Intrinsic and Extrinsic Survival Signals Converge on STAT3 As a Critical Mediator of BCR-ABL-Independent Tyrosine Kinase Inhibitor Resistance,

Abstract 3742

In Philadelphia chromosome positive leukemia, mutations in the BCR-ABL kinase domain are a well established mechanism of resistance to tyrosine kinase inhibitors (TKIs), but fail to explain many cases of primary and acquired resistance. Extrinsic survival signals from the bone marrow microenvironment can protect CML cells from the effects of TKIs in a STAT3-dependent manner. To define the role of pSTAT3 in extrinsic versus intrinsic TKI resistance, we used BCR-ABL⁺ cell lines exhibiting ‘extrinsic resistance' through culture in conditioned media (CM) from human HS-5 bone marrow stromal cells (R^e), or derivative lines expressing native BCR-ABL with ‘intrinsic resistance' adapted for growth in the presence of 1.0–2.5 μM imatinib (Rⁱ).

Extracted information
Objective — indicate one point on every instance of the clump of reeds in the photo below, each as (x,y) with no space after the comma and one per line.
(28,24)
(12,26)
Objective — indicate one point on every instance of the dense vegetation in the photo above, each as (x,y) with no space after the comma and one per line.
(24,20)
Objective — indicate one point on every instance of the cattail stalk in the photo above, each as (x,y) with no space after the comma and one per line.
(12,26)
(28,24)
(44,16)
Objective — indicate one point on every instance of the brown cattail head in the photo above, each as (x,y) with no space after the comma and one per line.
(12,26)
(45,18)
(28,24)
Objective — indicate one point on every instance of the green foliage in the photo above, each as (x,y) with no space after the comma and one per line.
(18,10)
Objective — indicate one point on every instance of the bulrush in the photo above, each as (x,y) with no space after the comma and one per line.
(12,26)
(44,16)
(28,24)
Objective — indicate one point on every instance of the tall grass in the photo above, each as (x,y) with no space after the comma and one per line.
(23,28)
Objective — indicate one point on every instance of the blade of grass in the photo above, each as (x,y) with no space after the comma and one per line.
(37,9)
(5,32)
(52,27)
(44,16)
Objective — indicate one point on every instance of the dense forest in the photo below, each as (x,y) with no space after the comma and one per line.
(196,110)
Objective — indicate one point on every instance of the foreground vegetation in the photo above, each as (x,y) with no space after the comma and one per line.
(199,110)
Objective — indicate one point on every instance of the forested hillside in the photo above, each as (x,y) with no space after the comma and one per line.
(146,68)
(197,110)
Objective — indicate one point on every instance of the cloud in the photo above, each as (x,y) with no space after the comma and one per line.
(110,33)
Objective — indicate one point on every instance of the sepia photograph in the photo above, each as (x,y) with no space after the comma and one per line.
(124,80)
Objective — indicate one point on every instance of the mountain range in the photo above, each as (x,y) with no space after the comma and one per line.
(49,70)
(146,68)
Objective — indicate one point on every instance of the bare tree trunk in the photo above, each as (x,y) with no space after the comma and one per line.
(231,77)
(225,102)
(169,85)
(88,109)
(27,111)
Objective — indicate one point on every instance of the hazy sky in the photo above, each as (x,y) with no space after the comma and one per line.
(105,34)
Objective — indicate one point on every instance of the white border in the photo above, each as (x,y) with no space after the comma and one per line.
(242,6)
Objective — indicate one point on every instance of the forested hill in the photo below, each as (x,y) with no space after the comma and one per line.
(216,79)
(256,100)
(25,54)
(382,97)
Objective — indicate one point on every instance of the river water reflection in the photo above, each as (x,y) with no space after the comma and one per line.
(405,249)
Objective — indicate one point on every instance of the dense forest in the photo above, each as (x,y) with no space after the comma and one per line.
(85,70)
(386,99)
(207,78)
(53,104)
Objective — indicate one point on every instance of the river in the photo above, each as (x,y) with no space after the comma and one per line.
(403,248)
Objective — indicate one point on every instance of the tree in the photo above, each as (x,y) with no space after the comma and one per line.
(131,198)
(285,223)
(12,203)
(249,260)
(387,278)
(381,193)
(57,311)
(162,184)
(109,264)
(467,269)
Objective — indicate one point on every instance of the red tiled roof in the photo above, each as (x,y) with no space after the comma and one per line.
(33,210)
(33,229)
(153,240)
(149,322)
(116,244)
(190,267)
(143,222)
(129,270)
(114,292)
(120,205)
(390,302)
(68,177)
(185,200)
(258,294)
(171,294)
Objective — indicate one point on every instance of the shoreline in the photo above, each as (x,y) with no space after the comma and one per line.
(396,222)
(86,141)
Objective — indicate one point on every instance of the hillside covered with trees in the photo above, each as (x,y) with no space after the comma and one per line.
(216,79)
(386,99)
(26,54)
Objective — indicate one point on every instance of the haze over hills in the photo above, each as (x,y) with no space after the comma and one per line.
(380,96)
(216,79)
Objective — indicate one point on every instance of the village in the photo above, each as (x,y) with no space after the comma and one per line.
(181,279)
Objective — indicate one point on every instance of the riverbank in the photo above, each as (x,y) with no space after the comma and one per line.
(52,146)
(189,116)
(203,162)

To do
**A.** Transcribe the passage of the STAT3 abstract that begins with the words "Intrinsic and Extrinsic" and ends with "μM imatinib (Rⁱ).".
**B.** Pick up the abstract on STAT3 in tyrosine kinase inhibitor resistance after its last sentence and continue writing it.

Task answers
**A.**
Intrinsic and Extrinsic Survival Signals Converge on STAT3 As a Critical Mediator of BCR-ABL-Independent Tyrosine Kinase Inhibitor Resistance,

Abstract 3742

In Philadelphia chromosome positive leukemia, mutations in the BCR-ABL kinase domain are a well established mechanism of resistance to tyrosine kinase inhibitors (TKIs), but fail to explain many cases of primary and acquired resistance. Extrinsic survival signals from the bone marrow microenvironment can protect CML cells from the effects of TKIs in a STAT3-dependent manner. To define the role of pSTAT3 in extrinsic versus intrinsic TKI resistance, we used BCR-ABL⁺ cell lines exhibiting ‘extrinsic resistance' through culture in conditioned media (CM) from human HS-5 bone marrow stromal cells (R^e), or derivative lines expressing native BCR-ABL with ‘intrinsic resistance' adapted for growth in the presence of 1.0–2.5 μM imatinib (Rⁱ).

**B.**
Immunoblot analysis showed near-complete suppression of BCR-ABL tyrosine kinase activity upon exposure to imatinib in all R^e and Rⁱ cells tested, suggesting BCR-ABL-independent resistance in both cases. K562-Rⁱ and AR230-Rⁱ cells proliferating in 1.0 μM imatinib showed upregulation of pAKT^S473, pJAK2^Y1007/1008, pSTAT3, and pSTAT5 compared to sensitive cells under the same conditions. When imatinib was increased (2.5 μM), pJAK2^Y1007/1008 and pSTAT5 were markedly reduced, suggesting regulation by BCR-ABL kinase activity. In contrast, levels of pSTAT3 and pAKT^S473 were further increased. Similar to Rⁱ cells, extrinsically resistant cells (K562-R^e, LAMA84-R^e, KBM5-R^e) showed increased pSTAT3 when cultured in HS-5 CM; however, upregulation was not observed for pAKT^S473. Of key importance, pSTAT3 levels were also increased by HS-5 CM in CD34⁺ cells from newly diagnosed CML patients.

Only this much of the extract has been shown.